**Data shown**.

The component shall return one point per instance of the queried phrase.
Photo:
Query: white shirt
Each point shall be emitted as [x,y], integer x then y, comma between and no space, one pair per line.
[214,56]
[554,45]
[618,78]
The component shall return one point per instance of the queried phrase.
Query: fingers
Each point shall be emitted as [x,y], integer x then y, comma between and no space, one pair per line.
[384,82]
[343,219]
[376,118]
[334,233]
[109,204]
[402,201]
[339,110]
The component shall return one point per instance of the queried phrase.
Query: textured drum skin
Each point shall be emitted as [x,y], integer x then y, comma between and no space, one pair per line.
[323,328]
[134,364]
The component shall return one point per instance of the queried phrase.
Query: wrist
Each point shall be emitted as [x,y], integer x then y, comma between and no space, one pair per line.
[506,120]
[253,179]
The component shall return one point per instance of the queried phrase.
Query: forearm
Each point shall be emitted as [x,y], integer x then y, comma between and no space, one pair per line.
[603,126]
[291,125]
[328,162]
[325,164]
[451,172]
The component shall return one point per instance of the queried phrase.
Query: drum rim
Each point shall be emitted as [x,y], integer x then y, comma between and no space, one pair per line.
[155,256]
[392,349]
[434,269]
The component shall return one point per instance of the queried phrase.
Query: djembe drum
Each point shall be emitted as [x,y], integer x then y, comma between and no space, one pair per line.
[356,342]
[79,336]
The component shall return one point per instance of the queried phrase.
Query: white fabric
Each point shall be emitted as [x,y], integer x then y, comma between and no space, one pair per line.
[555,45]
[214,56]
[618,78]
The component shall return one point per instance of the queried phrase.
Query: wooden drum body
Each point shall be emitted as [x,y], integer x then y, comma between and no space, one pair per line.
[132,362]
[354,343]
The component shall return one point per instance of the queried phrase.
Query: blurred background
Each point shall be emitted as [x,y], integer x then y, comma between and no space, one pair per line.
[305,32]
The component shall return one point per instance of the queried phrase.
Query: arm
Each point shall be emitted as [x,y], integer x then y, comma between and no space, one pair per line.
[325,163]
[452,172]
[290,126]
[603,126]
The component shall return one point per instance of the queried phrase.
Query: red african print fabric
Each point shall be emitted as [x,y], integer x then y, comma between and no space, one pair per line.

==

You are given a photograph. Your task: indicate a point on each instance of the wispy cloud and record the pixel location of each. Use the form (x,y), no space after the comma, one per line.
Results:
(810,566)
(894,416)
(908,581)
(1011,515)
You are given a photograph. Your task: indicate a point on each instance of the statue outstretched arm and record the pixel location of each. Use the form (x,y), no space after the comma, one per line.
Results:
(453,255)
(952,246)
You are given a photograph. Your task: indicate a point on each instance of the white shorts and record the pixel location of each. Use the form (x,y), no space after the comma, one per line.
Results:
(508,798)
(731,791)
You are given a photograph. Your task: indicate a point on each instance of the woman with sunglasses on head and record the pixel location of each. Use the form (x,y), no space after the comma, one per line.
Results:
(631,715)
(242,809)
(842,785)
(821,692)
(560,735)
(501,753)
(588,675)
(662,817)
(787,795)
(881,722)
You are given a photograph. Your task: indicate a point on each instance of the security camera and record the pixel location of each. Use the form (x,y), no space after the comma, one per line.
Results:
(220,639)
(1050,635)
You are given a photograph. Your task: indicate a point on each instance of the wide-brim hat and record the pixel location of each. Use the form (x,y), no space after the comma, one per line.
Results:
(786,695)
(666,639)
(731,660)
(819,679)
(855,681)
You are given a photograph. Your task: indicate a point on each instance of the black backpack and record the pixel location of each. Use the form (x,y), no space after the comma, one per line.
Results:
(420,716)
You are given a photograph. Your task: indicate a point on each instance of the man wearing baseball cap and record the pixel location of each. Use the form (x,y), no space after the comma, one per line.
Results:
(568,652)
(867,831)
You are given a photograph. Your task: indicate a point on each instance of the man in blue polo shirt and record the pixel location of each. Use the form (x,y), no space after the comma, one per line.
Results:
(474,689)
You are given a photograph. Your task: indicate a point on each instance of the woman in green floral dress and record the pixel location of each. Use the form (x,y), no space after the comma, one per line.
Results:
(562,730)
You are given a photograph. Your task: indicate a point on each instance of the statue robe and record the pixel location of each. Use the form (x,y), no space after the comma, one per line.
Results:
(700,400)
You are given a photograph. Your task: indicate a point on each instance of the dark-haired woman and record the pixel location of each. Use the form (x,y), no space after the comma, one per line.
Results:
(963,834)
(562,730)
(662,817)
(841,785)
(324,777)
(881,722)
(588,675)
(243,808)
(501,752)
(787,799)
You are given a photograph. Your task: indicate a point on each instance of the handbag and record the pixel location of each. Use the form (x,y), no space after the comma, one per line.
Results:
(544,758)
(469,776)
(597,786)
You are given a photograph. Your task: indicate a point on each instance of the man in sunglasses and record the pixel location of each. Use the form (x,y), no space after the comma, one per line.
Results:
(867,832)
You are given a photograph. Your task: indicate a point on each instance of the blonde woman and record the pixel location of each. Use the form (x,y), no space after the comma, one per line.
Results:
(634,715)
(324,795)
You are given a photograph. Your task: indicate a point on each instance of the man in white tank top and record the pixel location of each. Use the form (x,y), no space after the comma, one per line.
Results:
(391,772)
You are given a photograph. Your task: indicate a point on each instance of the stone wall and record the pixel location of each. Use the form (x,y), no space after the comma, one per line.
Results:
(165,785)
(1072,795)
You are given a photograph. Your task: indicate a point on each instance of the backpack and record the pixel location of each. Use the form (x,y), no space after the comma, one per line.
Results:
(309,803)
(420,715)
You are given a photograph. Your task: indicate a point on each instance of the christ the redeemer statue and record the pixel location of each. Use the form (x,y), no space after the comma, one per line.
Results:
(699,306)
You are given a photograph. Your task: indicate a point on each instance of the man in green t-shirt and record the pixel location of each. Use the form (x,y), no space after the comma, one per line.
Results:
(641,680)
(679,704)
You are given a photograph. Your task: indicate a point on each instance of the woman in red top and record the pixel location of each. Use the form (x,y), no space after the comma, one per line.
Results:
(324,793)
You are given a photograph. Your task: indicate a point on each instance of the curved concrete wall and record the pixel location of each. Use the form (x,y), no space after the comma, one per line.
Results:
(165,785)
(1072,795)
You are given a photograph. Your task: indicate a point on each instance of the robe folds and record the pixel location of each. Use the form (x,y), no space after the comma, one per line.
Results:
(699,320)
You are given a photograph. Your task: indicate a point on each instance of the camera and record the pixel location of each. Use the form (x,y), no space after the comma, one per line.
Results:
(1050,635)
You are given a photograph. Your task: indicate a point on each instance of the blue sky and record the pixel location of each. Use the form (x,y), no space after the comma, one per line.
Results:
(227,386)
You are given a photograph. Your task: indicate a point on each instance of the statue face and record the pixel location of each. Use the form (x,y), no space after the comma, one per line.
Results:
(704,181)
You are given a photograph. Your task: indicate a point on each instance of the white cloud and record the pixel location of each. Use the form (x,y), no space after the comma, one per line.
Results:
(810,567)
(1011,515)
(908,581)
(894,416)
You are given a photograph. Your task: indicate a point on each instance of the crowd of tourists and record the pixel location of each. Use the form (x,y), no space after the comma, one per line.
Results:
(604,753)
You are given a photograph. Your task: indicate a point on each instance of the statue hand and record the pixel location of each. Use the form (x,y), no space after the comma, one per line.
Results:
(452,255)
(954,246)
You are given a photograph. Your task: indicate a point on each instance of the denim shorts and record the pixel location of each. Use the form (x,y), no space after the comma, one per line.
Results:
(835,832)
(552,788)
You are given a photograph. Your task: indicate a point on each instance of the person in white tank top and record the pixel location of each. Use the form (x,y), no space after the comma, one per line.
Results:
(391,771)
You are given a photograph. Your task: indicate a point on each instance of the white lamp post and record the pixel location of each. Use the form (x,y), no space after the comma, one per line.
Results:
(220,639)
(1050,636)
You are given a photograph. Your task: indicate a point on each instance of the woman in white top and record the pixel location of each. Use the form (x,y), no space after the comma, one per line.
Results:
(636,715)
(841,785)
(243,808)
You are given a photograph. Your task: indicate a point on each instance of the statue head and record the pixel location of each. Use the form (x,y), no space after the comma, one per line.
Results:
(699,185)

* * *

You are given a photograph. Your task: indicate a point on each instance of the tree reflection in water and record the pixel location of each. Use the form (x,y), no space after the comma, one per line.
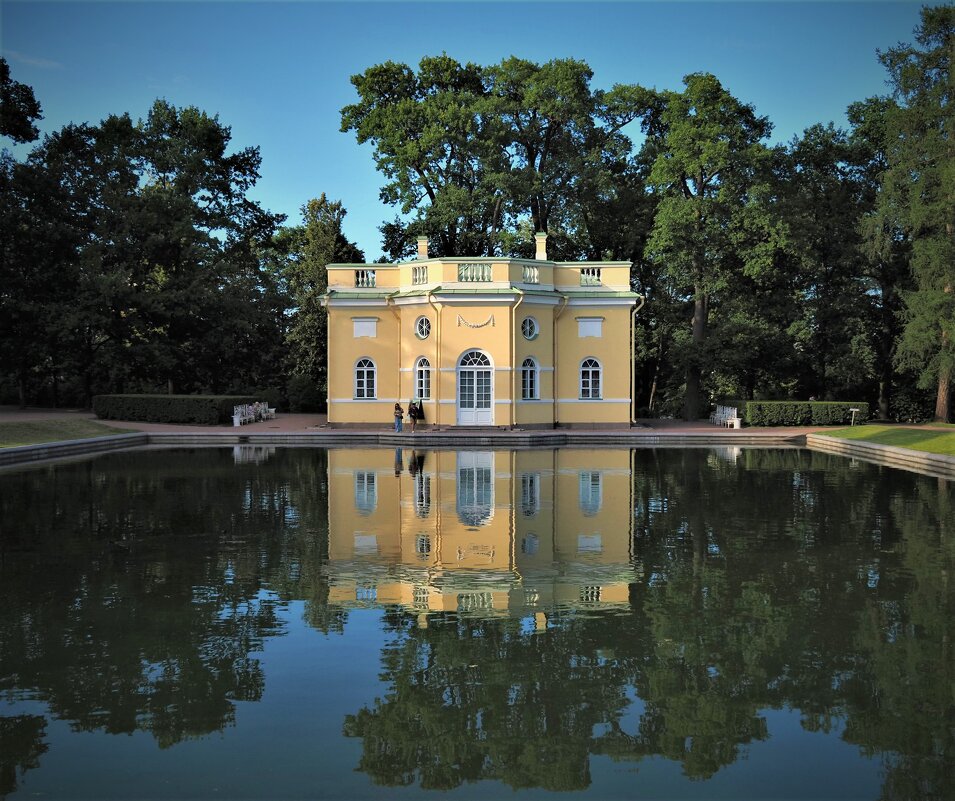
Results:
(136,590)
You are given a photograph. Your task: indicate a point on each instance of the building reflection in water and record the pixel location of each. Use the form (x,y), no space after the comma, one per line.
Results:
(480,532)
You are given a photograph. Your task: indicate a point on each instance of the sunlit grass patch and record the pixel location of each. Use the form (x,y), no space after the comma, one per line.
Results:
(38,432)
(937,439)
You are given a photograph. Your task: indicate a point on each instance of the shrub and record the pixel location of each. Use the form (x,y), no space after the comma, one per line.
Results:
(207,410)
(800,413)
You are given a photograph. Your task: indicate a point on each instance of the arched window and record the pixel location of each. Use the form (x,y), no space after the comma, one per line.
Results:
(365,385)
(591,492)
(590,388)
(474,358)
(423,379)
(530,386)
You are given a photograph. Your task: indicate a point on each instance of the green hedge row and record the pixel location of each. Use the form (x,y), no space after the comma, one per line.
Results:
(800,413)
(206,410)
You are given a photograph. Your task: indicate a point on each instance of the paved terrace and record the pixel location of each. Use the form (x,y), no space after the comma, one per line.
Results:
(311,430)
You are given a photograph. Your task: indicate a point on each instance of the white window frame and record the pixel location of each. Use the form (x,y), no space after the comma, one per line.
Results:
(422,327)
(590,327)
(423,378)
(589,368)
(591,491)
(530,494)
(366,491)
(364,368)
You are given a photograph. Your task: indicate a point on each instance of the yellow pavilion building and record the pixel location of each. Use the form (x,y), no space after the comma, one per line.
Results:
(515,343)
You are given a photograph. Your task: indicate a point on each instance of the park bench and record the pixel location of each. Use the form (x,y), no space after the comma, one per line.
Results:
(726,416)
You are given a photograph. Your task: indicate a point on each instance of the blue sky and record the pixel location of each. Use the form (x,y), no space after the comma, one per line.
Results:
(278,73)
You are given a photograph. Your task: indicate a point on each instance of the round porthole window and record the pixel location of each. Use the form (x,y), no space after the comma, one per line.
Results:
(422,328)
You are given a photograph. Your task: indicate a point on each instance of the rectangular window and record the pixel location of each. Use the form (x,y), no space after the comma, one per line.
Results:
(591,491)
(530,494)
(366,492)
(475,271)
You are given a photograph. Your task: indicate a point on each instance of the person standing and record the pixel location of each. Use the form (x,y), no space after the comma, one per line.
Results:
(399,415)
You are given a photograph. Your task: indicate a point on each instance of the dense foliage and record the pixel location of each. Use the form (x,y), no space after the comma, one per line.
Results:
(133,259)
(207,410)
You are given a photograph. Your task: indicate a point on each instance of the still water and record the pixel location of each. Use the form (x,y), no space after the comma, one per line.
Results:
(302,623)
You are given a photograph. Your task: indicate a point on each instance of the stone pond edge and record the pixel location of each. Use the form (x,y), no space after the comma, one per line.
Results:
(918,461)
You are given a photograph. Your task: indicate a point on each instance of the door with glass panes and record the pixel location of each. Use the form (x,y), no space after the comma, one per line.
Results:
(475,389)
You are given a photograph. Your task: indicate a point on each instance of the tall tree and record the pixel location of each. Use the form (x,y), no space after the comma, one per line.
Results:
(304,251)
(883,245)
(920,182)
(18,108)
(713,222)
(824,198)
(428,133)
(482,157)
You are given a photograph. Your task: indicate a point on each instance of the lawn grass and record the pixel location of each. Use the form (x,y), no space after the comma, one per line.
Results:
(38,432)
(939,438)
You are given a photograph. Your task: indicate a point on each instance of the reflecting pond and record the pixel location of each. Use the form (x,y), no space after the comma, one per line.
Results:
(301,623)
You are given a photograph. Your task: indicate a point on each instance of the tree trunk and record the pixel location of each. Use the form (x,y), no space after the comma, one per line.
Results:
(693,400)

**Exercise instructions**. Your answer should consist solely of the lines above from the line with "the statue face" to the line with "the white cloud", both included, reproduced exactly.

**Answer box**.
You are given a photograph. Your task: indicate a point on each instance of the statue face and record the pixel location of each. Use the form (x,y), no space after the comma, one per line.
Results:
(704,181)
You are given a photograph. Your task: indicate a point on each instance of the white cloud and record the pixel location of each. Use the form (x,y), no space after the comma, one per line.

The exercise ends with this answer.